#### [What you should do]
Rewrite everything from the line containing "For the photo above, indicate every instance of the sofa armrest" down to the line containing "column 696, row 309", changing each "sofa armrest" to "couch armrest" and keeping all else as it is.

(Location identification items)
— BEGIN —

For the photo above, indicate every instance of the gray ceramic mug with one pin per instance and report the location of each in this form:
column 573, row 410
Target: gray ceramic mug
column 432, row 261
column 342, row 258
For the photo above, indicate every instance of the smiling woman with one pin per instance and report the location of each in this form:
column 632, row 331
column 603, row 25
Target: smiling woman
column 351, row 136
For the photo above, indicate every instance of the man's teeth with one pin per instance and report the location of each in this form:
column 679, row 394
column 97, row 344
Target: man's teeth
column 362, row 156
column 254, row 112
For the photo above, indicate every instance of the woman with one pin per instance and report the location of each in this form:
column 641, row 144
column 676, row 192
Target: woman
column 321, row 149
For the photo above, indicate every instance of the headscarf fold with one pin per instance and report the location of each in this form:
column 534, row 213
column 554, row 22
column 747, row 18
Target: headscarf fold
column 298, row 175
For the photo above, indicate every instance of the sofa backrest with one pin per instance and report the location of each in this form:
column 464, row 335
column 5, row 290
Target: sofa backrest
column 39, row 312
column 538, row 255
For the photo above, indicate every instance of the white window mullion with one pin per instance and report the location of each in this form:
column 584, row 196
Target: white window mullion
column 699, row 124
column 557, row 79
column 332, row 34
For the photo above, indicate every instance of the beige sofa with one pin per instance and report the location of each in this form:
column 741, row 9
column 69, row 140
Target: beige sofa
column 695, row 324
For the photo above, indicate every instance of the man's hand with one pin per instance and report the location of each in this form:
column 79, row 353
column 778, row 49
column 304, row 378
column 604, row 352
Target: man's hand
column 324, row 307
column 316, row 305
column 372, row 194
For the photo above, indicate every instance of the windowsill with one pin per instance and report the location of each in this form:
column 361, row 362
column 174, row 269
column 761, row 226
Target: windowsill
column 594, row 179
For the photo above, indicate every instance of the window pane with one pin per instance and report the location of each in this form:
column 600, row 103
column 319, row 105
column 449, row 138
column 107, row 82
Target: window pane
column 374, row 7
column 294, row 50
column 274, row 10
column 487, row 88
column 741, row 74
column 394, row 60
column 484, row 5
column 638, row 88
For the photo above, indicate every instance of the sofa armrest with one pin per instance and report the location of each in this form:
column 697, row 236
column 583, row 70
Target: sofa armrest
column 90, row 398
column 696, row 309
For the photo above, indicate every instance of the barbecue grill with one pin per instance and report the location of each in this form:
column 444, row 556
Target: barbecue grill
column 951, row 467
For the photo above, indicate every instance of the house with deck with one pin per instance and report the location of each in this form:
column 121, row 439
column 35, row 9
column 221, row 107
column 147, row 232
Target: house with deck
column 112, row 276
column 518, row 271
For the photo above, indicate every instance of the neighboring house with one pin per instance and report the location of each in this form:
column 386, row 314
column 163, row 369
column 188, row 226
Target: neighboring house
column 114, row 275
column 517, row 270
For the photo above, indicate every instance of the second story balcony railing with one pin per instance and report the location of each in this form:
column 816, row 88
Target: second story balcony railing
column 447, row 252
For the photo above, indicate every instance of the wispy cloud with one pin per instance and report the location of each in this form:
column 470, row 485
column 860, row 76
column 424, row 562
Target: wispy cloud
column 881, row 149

— END —

#### [Finished answer]
For the photo above, indicate every instance of the couch armrest with one pin per instance and report the location of each in this form:
column 697, row 236
column 583, row 70
Target: couch armrest
column 90, row 398
column 696, row 309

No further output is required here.